> _TASK INSTRUCTIONS_
Retype all of the entries word for word.

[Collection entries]
-------
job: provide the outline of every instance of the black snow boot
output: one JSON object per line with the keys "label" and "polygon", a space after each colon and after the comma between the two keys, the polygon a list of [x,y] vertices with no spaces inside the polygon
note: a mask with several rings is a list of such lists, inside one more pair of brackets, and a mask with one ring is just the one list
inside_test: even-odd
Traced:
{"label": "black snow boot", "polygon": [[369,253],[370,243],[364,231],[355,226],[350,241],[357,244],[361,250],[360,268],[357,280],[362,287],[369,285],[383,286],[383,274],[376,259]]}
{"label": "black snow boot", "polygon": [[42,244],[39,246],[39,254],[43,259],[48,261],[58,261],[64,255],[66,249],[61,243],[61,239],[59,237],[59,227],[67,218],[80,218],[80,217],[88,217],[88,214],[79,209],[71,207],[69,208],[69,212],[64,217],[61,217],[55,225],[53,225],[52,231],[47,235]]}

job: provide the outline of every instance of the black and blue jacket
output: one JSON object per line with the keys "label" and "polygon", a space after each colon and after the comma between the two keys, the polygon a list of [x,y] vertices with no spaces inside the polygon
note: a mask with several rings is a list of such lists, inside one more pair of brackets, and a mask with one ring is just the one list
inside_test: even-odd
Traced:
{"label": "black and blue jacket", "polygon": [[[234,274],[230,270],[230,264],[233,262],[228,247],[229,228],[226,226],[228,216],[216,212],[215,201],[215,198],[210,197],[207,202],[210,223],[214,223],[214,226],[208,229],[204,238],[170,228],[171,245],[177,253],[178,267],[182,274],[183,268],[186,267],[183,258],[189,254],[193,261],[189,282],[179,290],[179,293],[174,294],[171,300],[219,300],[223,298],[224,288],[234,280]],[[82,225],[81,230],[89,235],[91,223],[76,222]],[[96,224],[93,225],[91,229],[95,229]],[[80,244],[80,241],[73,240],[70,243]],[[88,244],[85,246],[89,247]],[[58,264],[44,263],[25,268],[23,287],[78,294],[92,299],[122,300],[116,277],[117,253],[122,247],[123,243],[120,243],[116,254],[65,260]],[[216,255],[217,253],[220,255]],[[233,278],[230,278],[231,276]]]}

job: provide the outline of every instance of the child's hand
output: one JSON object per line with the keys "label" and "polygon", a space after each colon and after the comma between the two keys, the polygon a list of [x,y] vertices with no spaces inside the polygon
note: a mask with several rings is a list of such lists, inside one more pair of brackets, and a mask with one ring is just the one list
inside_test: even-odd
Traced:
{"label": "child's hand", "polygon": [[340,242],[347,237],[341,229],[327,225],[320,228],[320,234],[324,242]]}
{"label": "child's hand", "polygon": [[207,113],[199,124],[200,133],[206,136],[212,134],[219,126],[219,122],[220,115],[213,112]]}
-------
> _RESPONSE BELOW_
job: provide the outline of every instance of the black snow boot
output: one JSON object per line with the keys "label" and "polygon", a space after each colon and after the comma between the two keys, the polygon a list of [x,y] vertices with no spaces inside the polygon
note: a mask with several rings is a list of such lists, inside one more pair of brackets, and a mask with one ring is just the one list
inside_test: even-odd
Traced:
{"label": "black snow boot", "polygon": [[369,253],[370,243],[364,231],[355,226],[350,241],[357,244],[361,250],[360,268],[357,280],[362,287],[369,285],[383,286],[383,274],[376,259]]}
{"label": "black snow boot", "polygon": [[42,244],[39,246],[39,254],[43,259],[48,261],[58,261],[64,255],[66,249],[61,243],[61,239],[59,237],[59,227],[67,218],[80,218],[80,217],[88,217],[88,214],[79,209],[71,207],[69,208],[69,212],[64,217],[61,217],[55,225],[53,225],[52,231],[47,235]]}

job: provide the outline of every instance of the black and blue jacket
output: one JSON object per line with the keys "label" and "polygon", a space after each colon and after the comma between the two keys, the polygon a list of [x,y] vertices with no spaces inside the polygon
note: a mask with several rings is a list of such lists, inside one more pair of brackets, and a mask with one ring is just the one list
inside_test: even-odd
Traced:
{"label": "black and blue jacket", "polygon": [[[234,274],[230,270],[230,264],[233,262],[228,247],[229,228],[226,226],[228,216],[216,212],[215,201],[215,198],[210,197],[207,202],[210,223],[214,223],[214,226],[208,229],[204,238],[170,228],[171,245],[177,253],[178,267],[182,274],[183,268],[186,267],[183,258],[189,254],[193,261],[189,282],[179,290],[179,293],[174,294],[171,300],[219,300],[223,298],[224,288],[234,280]],[[82,225],[81,230],[89,235],[91,223],[76,222]],[[96,224],[93,225],[91,229],[95,229]],[[80,244],[80,241],[73,240],[70,243]],[[88,244],[85,246],[89,247]],[[58,264],[44,263],[25,268],[23,287],[78,294],[92,299],[122,300],[116,277],[117,253],[122,247],[123,243],[120,243],[116,254],[65,260]],[[216,255],[217,253],[220,255]],[[233,278],[230,278],[231,276]]]}

job: provide the outline of every instance of the child's hand
output: one JSON object per line with the keys "label" and "polygon", a space after each colon and after the comma between the two keys, the polygon a list of [x,y] vertices with no spaces inside the polygon
note: a mask with several rings is a list of such lists, inside one more pair of brackets, and a mask with one ring is just the one list
inside_test: even-odd
Traced:
{"label": "child's hand", "polygon": [[340,242],[347,237],[341,229],[327,225],[320,228],[320,234],[324,242]]}
{"label": "child's hand", "polygon": [[207,113],[199,124],[200,133],[206,136],[212,134],[219,126],[219,122],[220,115],[213,112]]}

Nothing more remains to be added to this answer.